**What is required:**
Please state how many lines in the records below contain the word "white", giving only the number.

**Dataset excerpts:**
※ ※ ※
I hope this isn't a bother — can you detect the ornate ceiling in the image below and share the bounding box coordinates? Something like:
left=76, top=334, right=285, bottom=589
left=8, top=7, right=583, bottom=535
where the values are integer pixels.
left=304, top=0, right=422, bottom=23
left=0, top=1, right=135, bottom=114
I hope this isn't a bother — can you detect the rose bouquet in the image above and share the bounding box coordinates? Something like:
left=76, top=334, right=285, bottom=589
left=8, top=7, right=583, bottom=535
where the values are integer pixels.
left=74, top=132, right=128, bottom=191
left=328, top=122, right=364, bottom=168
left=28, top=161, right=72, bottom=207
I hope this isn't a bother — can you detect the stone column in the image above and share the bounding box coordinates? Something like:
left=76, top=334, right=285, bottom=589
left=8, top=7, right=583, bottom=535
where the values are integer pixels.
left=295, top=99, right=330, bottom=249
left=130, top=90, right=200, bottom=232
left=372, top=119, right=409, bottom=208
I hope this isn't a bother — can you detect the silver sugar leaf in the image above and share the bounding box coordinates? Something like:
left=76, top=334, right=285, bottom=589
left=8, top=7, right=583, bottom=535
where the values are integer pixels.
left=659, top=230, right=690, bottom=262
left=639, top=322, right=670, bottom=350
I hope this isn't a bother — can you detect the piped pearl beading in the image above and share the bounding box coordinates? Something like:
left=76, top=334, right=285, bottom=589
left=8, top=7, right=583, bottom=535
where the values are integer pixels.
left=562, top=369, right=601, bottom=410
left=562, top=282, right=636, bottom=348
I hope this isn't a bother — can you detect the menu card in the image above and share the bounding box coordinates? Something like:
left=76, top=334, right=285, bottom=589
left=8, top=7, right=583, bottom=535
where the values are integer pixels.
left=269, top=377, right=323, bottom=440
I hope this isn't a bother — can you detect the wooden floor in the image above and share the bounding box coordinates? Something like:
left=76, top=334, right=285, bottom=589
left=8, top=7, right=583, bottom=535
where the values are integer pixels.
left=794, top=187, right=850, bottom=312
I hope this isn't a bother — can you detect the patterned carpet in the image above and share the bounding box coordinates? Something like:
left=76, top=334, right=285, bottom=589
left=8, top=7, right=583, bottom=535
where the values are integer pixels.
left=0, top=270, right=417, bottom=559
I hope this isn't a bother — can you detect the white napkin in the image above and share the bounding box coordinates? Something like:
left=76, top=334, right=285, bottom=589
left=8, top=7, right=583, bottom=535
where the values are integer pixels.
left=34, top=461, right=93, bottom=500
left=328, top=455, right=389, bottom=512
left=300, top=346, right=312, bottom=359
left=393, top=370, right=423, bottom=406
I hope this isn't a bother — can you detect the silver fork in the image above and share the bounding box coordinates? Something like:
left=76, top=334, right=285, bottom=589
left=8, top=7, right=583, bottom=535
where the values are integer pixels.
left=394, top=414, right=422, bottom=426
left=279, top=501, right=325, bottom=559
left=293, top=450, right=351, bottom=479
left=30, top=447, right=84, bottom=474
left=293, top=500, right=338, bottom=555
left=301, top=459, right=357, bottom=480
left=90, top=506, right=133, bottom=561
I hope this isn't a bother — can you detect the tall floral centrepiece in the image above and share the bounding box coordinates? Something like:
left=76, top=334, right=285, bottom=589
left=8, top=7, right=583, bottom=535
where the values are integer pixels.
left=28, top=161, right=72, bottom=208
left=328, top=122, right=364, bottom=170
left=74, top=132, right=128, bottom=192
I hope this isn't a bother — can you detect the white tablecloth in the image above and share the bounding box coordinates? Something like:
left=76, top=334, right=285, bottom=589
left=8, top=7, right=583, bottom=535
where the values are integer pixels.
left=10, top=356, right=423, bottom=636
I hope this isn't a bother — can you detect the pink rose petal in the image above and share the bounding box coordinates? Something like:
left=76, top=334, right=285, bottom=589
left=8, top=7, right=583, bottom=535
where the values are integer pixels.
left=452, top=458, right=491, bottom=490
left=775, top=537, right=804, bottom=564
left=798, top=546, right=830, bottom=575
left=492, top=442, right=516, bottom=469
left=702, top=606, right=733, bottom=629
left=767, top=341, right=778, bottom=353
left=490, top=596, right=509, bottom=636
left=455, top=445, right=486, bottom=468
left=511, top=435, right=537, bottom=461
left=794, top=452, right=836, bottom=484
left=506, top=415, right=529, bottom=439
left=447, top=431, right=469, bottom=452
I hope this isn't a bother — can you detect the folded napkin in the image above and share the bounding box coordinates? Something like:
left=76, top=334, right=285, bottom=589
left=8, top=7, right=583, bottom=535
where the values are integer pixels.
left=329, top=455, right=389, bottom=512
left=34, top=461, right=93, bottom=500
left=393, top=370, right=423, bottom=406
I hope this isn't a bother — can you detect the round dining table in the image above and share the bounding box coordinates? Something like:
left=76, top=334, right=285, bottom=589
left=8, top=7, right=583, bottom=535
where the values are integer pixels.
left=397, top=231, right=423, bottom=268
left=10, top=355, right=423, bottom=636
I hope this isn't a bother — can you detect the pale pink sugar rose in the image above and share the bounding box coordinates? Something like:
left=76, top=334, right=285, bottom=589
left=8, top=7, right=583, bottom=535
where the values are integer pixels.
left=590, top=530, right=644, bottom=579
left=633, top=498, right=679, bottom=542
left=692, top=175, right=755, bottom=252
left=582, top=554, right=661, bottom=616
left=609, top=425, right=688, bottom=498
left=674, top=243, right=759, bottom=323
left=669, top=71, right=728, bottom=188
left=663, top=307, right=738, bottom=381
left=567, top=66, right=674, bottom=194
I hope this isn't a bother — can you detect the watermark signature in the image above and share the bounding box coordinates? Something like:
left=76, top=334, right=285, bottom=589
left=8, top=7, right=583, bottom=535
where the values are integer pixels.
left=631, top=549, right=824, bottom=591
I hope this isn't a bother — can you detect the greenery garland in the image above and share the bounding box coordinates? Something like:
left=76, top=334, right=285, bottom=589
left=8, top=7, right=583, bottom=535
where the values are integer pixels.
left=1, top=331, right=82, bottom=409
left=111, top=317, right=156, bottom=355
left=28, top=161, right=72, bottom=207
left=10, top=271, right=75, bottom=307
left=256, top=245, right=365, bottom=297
※ ※ ※
**Exercise output:**
2